## Task objective
Write the data below out again in full, exactly as shown.

## Supplied information

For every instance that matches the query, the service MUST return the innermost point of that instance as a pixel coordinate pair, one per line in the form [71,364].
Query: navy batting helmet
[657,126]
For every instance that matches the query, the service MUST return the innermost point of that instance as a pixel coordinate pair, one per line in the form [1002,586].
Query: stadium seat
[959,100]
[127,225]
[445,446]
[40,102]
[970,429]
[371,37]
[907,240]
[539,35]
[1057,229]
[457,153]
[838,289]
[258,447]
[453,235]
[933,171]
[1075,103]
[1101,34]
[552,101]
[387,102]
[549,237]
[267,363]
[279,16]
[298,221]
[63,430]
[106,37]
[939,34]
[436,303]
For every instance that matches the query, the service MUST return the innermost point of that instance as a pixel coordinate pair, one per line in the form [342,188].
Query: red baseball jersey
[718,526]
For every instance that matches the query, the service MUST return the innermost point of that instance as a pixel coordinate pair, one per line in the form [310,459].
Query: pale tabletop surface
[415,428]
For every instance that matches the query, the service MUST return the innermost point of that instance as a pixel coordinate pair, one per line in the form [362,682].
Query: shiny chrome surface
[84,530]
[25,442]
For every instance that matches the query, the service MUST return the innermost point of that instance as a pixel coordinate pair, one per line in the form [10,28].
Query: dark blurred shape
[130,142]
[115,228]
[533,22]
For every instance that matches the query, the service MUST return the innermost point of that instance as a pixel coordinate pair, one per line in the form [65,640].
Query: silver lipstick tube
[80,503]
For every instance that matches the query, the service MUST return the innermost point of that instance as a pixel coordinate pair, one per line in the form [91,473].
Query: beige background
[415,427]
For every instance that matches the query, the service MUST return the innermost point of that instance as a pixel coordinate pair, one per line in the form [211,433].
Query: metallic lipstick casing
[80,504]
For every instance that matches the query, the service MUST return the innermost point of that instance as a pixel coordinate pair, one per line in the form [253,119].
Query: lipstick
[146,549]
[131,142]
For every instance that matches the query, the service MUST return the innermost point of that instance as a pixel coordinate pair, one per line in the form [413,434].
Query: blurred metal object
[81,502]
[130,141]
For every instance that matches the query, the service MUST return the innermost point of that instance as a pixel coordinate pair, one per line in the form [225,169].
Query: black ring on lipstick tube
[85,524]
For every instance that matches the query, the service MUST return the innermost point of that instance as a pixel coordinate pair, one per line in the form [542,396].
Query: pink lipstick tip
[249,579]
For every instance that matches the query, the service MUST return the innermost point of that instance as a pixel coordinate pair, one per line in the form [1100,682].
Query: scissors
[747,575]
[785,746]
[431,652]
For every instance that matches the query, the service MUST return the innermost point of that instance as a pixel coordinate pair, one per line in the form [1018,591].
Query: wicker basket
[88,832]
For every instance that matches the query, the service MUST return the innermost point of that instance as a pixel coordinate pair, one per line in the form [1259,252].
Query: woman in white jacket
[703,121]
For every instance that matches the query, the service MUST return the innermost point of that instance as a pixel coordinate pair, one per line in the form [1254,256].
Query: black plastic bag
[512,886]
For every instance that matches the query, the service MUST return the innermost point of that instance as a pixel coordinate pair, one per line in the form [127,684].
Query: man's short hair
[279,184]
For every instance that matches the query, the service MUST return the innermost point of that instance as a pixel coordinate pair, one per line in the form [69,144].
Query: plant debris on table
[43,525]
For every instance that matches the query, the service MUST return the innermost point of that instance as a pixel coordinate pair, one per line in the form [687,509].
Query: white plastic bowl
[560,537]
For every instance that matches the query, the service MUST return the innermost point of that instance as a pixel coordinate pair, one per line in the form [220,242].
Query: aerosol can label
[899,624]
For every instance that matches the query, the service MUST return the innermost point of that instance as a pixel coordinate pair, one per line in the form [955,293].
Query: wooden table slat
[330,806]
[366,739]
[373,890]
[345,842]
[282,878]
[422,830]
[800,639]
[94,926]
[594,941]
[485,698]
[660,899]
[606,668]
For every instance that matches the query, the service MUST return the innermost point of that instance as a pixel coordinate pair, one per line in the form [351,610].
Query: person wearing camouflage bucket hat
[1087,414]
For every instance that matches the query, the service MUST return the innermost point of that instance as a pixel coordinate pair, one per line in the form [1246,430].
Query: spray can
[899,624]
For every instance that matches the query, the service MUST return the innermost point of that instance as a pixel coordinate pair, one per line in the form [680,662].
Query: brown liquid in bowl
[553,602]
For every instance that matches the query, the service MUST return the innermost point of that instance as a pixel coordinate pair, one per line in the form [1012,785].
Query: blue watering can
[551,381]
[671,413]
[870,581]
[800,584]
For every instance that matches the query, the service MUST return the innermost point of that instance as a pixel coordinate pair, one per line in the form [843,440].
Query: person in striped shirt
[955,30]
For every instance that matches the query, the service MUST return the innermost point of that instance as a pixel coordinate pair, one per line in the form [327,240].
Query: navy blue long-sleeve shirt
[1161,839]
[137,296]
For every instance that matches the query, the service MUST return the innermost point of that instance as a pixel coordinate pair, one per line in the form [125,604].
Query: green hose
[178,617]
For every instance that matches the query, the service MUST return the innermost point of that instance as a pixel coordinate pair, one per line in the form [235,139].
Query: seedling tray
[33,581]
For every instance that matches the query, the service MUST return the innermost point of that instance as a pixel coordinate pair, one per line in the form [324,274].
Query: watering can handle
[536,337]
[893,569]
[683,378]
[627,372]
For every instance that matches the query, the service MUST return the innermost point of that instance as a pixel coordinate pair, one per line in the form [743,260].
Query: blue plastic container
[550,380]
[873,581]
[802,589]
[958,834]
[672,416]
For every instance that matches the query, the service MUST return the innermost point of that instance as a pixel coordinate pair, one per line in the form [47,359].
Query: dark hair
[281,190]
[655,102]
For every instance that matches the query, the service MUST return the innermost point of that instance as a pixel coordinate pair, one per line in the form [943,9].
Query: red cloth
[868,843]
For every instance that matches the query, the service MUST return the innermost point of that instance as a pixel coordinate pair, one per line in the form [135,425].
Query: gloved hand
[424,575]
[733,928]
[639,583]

## Result of this exercise
For every instance that matches the query, the service MUST return the innermost point of that instance as a pixel coordinate pair, one per line in the form [71,364].
Query: navy batting helmet
[657,126]
For every instance that matches the query, the service MUST return the innermost point of that instance as a pixel coordinate pair, one per line in the form [1002,586].
Query: stadium seat
[959,100]
[127,225]
[445,446]
[40,102]
[970,429]
[371,37]
[907,240]
[539,35]
[1057,229]
[457,153]
[838,289]
[258,447]
[453,235]
[933,171]
[1075,103]
[1101,34]
[552,101]
[387,102]
[549,237]
[267,363]
[279,16]
[298,221]
[63,430]
[106,37]
[939,34]
[436,303]
For every instance that matches the query, the service MUST return the innermost point of that instance as a pixel coordinate pair, one per line in the form [342,188].
Query: red baseball jersey
[718,526]
For every instance that matches the query, the service MUST return the innermost point of that instance as a pixel coordinate pair, one per line in the form [310,459].
Query: pale tabletop surface
[415,428]
For every instance that matches the query, the service MUST return the innermost point of that instance as a pixel coordinate pair, one per line in the form [362,682].
Query: shiny chrome surface
[84,530]
[25,442]
For every instance that matches the query, the service MUST return the innermost point of that instance as a pixel coordinate pair, one per line in the form [10,28].
Query: dark blurred shape
[130,142]
[115,228]
[533,22]
For every instance that matches the query, the service MUST return the innermost point of that instance as a pixel coordinate pair, one per line in the form [65,640].
Query: silver lipstick tube
[80,503]
For every instance that matches the query, the service MUST return the innermost point of that instance as a pixel coordinate pair, one per line in the form [91,473].
Query: beige background
[415,427]
For every instance that matches the query, the service MUST return the innermost point of that instance as a pixel coordinate pair, one per line in the form [211,433].
Query: metallic lipstick casing
[80,504]
For every instance that matches the query, the service MUST return the innermost point of that instance as a pixel coordinate pair, one per line in the form [253,119].
Query: lipstick
[146,549]
[131,142]
For every instance that matches the query, the service MUST return the innermost point of that instance as a pixel coordinate pair, one per line in the form [413,434].
Query: blurred metal object
[81,502]
[130,141]
For every instance that matches the query, the service MUST return the innermost point of that instance as a pixel coordinate pair, one per line in the form [225,169].
Query: black ring on lipstick tube
[85,524]
For every instance that matches the query, the service MUST return the innermost point of that instance as a pixel coordinate pair, one per line in the form [542,396].
Query: pink lipstick tip
[249,579]
For every instance that matches the query, the service MUST return the innermost point of that instance as a pixel coordinate pair, one per line in the form [1100,682].
Query: scissors
[747,575]
[785,746]
[431,652]
For every instance that matches the query, the service MUST return the innermost point of that instance as a pixel coordinate pair, one per line in the form [1018,591].
Query: wicker basket
[88,832]
For every instance that matches the query, the service MUST return the innermost point of that instance as a pixel coordinate pair, one per line in the form [1259,252].
Query: woman in white jacket
[703,121]
For every instance that matches the query, the service MUST return the innermost point of that instance as a pixel coordinate pair, one per line in the form [1254,256].
Query: black plastic bag
[512,886]
For every instance that matches the query, the service MUST return the innermost point of that instance as a pixel coordinate pair, one per line in the form [127,684].
Query: man's short hair
[279,184]
For every instance that matches the query, the service MUST return the innermost point of that instance as a pixel coordinate pair, one per line in the form [69,144].
Query: plant debris on table
[43,525]
For every instance that matches the query, the service MUST return the innermost point of that instance as a pixel coordinate pair, one per line in the form [687,509].
Query: white plastic bowl
[560,537]
For every instance that matches the query, the service MUST return the innermost point of that instance as a pixel coordinate pair, one per line in the form [220,242].
Query: aerosol can label
[899,624]
For every instance that matches the query, the service MUST return the innermost point of that instance as a pixel coordinate pair, one per line in the form [955,293].
Query: wooden table slat
[330,806]
[366,739]
[373,890]
[345,842]
[282,878]
[422,830]
[800,639]
[94,926]
[594,941]
[485,698]
[660,899]
[606,668]
For every instance that matches the query, the service MUST return the innermost point of that instance as a pixel coordinate pair, one per line in the form [351,610].
Query: person wearing camouflage bucket hat
[1087,414]
For every instance that matches the query, the service MUST return the innermost point of that instance as a pixel coordinate pair, one per line in the form [1246,430].
Query: spray can
[899,624]
For every instance that matches the query, the service MUST return the innermost point of that instance as a pixel coordinate pair, one per line in the form [680,662].
Query: brown liquid in bowl
[553,602]
For every instance that matches the query, the service MUST return the innermost point of that instance as a pixel coordinate pair, one per line in the form [1012,785].
Query: blue watering can
[551,381]
[671,413]
[870,581]
[800,584]
For every instance that matches the query, the service MUST return the innermost point of that instance as a pixel coordinate pair, one per line in the form [843,440].
Query: person in striped shirt
[955,30]
For every instance that matches the query, the service MUST return the innermost point of that instance as a pixel coordinate pair, one per line in the form [327,240].
Query: navy blue long-sleeve shirt
[1161,839]
[137,296]
For every instance that matches the query, the service MUST return the innermost point of that instance as a pixel coordinate pair, one per line in the form [125,604].
Query: green hose
[178,617]
For every instance that matches the query, the service MUST return the innermost point of that instance as a pixel coordinate pair, one per line in the form [235,139].
Query: seedling tray
[33,581]
For every instance that matches the query, the service MUST return the innermost point of that instance as a pixel coordinate pair, one per line in the form [324,274].
Query: watering can handle
[536,337]
[893,569]
[683,378]
[627,372]
For every instance that matches the query, the service MUST return the innermost point of that instance as a pixel coordinate pair, one per line in the form [743,260].
Query: blue plastic container
[550,380]
[873,581]
[802,589]
[958,834]
[672,416]
For every instance that matches the query, the service MUST return the innermost point of that instance as a pixel coordinate pair, one per line in the form [47,359].
Query: dark hair
[281,190]
[655,102]
For every instance that matches the query, the service MUST return the innermost point of that instance as a pixel coordinate pair, one per line in the form [943,9].
Query: red cloth
[868,843]
For every instance that matches the query, the service MUST return the innermost point of that instance as a pixel coordinate pair, one per line in the form [135,425].
Query: gloved hand
[424,575]
[733,928]
[639,583]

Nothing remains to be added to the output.